------ RECORDED DATA ------

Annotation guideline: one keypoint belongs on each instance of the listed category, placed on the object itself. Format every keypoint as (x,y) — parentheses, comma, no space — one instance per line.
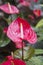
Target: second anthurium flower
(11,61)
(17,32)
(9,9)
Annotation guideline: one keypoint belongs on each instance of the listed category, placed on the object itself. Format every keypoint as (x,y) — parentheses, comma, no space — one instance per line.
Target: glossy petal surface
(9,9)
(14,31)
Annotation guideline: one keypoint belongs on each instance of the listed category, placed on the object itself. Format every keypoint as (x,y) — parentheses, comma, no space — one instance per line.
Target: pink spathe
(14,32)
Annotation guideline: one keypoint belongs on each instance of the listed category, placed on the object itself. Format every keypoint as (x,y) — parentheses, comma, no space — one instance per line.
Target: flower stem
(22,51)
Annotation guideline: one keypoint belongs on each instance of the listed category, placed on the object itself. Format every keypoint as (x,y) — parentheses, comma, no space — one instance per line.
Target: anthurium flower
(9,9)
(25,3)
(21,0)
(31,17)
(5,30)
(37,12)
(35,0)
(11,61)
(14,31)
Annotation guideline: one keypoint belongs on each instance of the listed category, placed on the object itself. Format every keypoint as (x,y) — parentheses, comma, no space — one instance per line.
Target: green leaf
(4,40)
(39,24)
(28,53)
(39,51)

------
------ RECORDED DATA ------

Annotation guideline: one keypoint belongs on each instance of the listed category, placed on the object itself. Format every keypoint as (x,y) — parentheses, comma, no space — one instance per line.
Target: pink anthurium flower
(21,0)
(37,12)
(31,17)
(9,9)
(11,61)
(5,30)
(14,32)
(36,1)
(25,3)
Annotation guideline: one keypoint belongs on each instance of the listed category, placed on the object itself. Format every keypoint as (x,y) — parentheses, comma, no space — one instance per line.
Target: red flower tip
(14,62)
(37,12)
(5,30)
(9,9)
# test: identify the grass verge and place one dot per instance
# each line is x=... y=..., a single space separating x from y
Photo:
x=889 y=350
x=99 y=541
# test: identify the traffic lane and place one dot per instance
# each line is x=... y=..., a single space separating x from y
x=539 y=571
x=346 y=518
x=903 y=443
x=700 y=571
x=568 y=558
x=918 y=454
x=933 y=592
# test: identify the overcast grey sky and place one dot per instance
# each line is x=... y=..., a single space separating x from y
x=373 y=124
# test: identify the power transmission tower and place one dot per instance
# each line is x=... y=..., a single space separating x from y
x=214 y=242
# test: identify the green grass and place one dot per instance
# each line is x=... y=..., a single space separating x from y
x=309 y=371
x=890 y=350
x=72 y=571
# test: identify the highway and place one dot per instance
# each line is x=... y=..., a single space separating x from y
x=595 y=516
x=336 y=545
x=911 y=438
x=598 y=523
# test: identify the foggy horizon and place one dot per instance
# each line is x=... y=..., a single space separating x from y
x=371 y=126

------
------ RECORDED DATA ------

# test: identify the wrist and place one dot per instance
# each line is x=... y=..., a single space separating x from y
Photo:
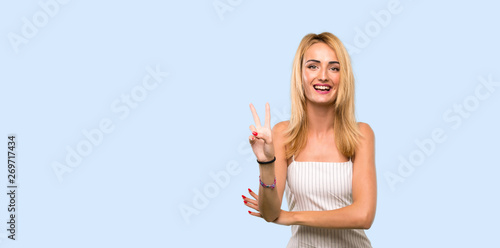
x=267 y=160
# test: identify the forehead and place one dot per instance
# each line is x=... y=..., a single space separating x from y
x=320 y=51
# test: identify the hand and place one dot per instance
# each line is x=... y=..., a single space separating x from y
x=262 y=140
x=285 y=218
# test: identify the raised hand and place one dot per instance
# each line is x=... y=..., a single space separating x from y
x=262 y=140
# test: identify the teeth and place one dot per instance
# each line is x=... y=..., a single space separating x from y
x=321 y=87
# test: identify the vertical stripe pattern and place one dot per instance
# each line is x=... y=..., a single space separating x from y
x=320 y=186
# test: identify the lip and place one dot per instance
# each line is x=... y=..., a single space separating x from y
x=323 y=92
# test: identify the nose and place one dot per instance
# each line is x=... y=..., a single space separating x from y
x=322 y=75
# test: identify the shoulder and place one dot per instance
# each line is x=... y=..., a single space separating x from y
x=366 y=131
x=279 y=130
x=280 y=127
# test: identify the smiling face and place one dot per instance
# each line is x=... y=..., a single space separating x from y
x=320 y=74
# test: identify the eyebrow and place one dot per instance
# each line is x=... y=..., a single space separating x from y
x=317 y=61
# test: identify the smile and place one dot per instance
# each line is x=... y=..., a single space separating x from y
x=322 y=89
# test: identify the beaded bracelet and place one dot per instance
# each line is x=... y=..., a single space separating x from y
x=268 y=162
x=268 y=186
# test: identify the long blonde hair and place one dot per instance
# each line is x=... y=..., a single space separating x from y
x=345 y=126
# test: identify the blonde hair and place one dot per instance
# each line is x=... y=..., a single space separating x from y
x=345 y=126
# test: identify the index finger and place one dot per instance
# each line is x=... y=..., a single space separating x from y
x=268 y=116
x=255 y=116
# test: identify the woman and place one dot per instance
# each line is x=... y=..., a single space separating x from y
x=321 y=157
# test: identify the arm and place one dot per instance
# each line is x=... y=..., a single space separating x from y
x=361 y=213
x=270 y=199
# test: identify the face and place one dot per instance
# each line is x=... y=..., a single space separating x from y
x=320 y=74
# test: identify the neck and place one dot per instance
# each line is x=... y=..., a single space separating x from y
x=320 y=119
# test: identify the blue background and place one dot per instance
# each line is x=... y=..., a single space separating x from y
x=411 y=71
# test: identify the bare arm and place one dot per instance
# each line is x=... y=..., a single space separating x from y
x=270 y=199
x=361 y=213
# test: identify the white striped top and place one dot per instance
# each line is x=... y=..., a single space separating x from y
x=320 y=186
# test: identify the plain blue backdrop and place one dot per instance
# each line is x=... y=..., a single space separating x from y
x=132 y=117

------

▸ PROBLEM TO SOLVE
Copy all the lines from the data above that hold the word "hand".

▸ EXPECTED ANSWER
# test: identify the hand and place one dot per instance
# test: identify the raised hand and place one dot per instance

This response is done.